### TEXT FOR ANALYSIS ###
Perryville is a town in Cecil County, Maryland, United States. As of the 2020 census, Perryville had a population of 4,391. The town is located near an exit for Interstate 95, on the north side of the outlet of the Susquehanna River.
==History==
Perryville was first settled by Europeans in 1622, when Edward Palmer was granted a patent for a settlement on what is now Garrett Island. During the 17th century, Lord Baltimore granted George Talbot 31,000 acre of land, which included the Perryville area. Before incorporation (1882), the settlement was known as Lower Ferry (circa 1695), Susquehanna (circa 18th century), and was finally named Perryville after Mary Perry, the wife of John Bateman.

During the Revolutionary War, Perryville served as a staging area for the Continental Army. Colonel John Rodgers (1728–1791), who operated the ferry and tavern in Perryville, raised the 5th Company of the Maryland Militia. This company became part of the famous Flying Camp and was instrumental during the early stages of the Revolutionary War. George Washington stopped frequently at Rodgers Tavern on his travels from Virginia to New York. Rodgers Tavern was listed on the National Register of Historic Places during 1972. Colonel Rodgers' son, John Rodgers, was instrumental in suppressing the Tripolitan pirates in the Mediterranean Sea and was subsequently promoted to Commodore of the Mediterranean Squadron. Commodore Rodgers served with distinction during the War of 1812 and is known as the "Father of the American Navy."

During the 19th century, Perryville was the midway station for the Wilmington to Baltimore Rail Line. During the American Civil War, the railway line between Perryville and Baltimore was destroyed. To transport troops and munitions to Annapolis, the Union Army again began the operation of the ferry across the Susquehanna. The Principio Furnace is located nearby and was listed on the National Register of Historic Places in 1972.

During the 20th century, it was an important destination for those going to the United States Naval Training Center Bainbridge, Maryland, about three miles up the road, now no longer functioning and sold by the Navy. Perryville continued to serve as a railroad town. The interstate highway system, with access near Perryville, brought business from highway travelers.

Perryville is currently home to the Perry Point Veteran's Medical Center, located on a picturesque campus at the outlet of the Susquehanna River into the Chesapeake Bay. This same location is also the Northeast Campus of AmeriCorps National Civilian Community Corps, a residential national service program which recruits young Americans between the ages of 18 and 24 to perform community service in various locations in the country.

Perryville is the northern terminus of the MARC Penn Line commuter rail service, which runs south to Washington, D.C. via Baltimore. The 1905-built station also serves as a railroad museum and an Amtrak maintenance facility.
###
▶ WORK ORDER 1:
According to the Perryville passage, what was the town's population in the 2020 census?
▶ WORK ORDER 2:
List every name the Perryville passage gives for the settlement, including the one it bears today.
▶ WORK ORDER 3:
Resume the Perryville passage right after its final sentence, about the 1905-built station.
The rows that follow have no connection to the passage about Perryville.
### GIVEN RECORDS ###
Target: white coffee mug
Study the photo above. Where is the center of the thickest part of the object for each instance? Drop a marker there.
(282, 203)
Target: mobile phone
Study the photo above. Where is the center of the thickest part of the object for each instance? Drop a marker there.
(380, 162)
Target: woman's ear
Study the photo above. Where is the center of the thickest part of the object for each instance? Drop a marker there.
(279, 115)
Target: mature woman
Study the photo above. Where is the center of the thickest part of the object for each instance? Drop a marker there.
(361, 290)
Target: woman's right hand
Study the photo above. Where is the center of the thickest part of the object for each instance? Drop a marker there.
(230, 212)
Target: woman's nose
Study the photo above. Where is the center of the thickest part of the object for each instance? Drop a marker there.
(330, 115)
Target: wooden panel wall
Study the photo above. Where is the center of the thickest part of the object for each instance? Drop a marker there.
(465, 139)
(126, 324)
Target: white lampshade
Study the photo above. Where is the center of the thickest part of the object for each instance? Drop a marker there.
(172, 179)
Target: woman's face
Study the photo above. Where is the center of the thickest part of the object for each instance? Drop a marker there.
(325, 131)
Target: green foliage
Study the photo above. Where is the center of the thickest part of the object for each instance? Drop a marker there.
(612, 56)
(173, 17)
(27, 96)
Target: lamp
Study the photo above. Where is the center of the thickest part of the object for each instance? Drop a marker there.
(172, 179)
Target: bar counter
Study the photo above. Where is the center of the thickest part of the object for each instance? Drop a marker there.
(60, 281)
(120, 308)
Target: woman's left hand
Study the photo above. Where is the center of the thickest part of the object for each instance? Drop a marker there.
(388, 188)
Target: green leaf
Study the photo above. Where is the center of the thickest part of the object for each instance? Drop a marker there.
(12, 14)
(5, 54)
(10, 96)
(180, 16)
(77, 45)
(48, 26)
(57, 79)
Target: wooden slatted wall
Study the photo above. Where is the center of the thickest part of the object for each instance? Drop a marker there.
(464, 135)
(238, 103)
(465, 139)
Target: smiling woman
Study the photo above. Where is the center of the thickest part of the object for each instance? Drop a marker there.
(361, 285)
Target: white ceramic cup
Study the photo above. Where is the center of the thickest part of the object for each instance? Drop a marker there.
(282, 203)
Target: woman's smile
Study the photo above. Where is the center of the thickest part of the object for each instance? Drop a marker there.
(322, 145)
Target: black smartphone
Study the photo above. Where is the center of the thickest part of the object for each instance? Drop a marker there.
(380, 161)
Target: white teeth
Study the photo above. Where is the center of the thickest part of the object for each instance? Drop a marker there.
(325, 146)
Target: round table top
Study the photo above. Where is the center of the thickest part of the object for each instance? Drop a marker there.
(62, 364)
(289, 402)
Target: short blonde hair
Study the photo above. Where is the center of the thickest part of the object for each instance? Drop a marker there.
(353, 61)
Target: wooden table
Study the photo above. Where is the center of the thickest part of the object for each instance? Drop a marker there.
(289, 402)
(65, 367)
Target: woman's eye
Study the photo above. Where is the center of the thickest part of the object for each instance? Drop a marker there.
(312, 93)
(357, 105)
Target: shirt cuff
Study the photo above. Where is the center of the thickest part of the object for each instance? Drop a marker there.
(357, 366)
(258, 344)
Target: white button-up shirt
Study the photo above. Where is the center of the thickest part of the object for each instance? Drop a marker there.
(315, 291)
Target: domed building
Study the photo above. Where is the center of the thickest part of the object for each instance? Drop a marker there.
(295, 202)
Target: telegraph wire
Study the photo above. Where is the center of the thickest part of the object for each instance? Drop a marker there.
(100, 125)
###
▶ ANSWER SPACE 1:
4,391

▶ ANSWER SPACE 2:
Lower Ferry, Susquehanna, Perryville

▶ ANSWER SPACE 3:
Perryville is home to the largest linwood tree in Maryland, located at 50 Millcreek Road on an estate known formerly as the Anchorage. Perryville is also home to numerous historical sites including the Principio Furnace.

==Geography==
Perryville is located at (39.569662, −76.068725).

According to the United States Census Bureau, the town has a total area of 3.06 sqmi, of which 3.05 sqmi is land and 0.01 sqmi is water.

==Demographics==

Historical population
| Census | Pop. | Note | %± |
| 1880 | 143 |  | — |
| 1890 | 344 |  | 140.6% |
| 1900 | 770 |  | 123.8% |
| 1910 | 635 |  | −17.5% |
| 1920 | 652 |  | 2.7% |
| 1930 | 704 |  | 8.0% |
| 1940 | 729 |  | 3.6% |
| 1950 | 679 |  | −6.9% |
| 1960 | 674 |  | −0.7% |
| 1970 | 2,091 |  | 210.2% |
| 1980 | 2,018 |  | −3.5% |
| 1990 | 2,456 |  | 21.7% |
| 2000 | 3,672 |  | 49.5% |
| 2010 | 4,361 |  | 18.8% |
| 2020 | 4,391 |  | 0.7% |
U.S. Decennial Census

===2020 census===
As of the 2020 census, Perryville had a population of 4,391 people, with 1,851 households and 1,130 families. The population density was 1376.5 PD/sqmi, and there were 2,024 housing units at an average density of 634.5 /sqmi.

The median age was 41.8 years. 21.7% of residents were under the age of 18, and 16.8% were 65 years of age or older. For every 100 females, there were 100.9 males, and for every 100 females age 18 and over, there were 99.2 males.

99.7% of residents lived in urban areas, while 0.3% lived in rural areas.

There were 1,851 households, of which 29.5% had children under the age of 18 living in them. Of all households, 40.3% were married-couple households, 23.8% were households with a male householder and no spouse or partner present, and 28.3% were households with a female householder and no spouse or partner present. About 34.7% of all households were made up of individuals, and 15.0% had someone living alone who was 65 years of age or older. The average household size was 2.53 and the average family size was 3.27.

There were 2,024 housing units, of which 8.5% were vacant. The homeowner vacancy rate was 2.6% and the rental vacancy rate was 4.2%.

Racial composition as of the 2020 census
| Race | Number | Percent |
|---|---|---|
| White | 3,475 | 79.1% |
| Black or African American | 467 | 10.6% |
| American Indian and Alaska Native | 22 | 0.5% |
| Asian | 51 | 1.2% |
| Native Hawaiian and Other Pacific Islander | 2 | 0.0% |
| Some other race | 59 | 1.3% |
| Two or more races | 315 | 7.2% |
| Hispanic or Latino (of any race) | 188 | 4.3% |

===Income and poverty===
The median income for a household in the town was $81,974, and the median income for a family was $98,934. The per capita income for the town was $36,276. About 4.4% of families and 9.3% of the population were below the poverty line, and 8.5% of those age 65 or over.

===2010 census===
As of the census of 2010, there were 4,361 people, 1,762 households, and 1,130 families living in the town. The population density was 1429.8 PD/sqmi. There were 1,959 housing units at an average density of 642.3 /sqmi. The racial makeup of the town was 84.6% White, 9.6% African American, 0.4% Native American, 1.3% Asian, 0.1% Pacific Islander, 1.0% from other races, and 2.9% from two or more races. Hispanic or Latino of any race were 4.2% of the population.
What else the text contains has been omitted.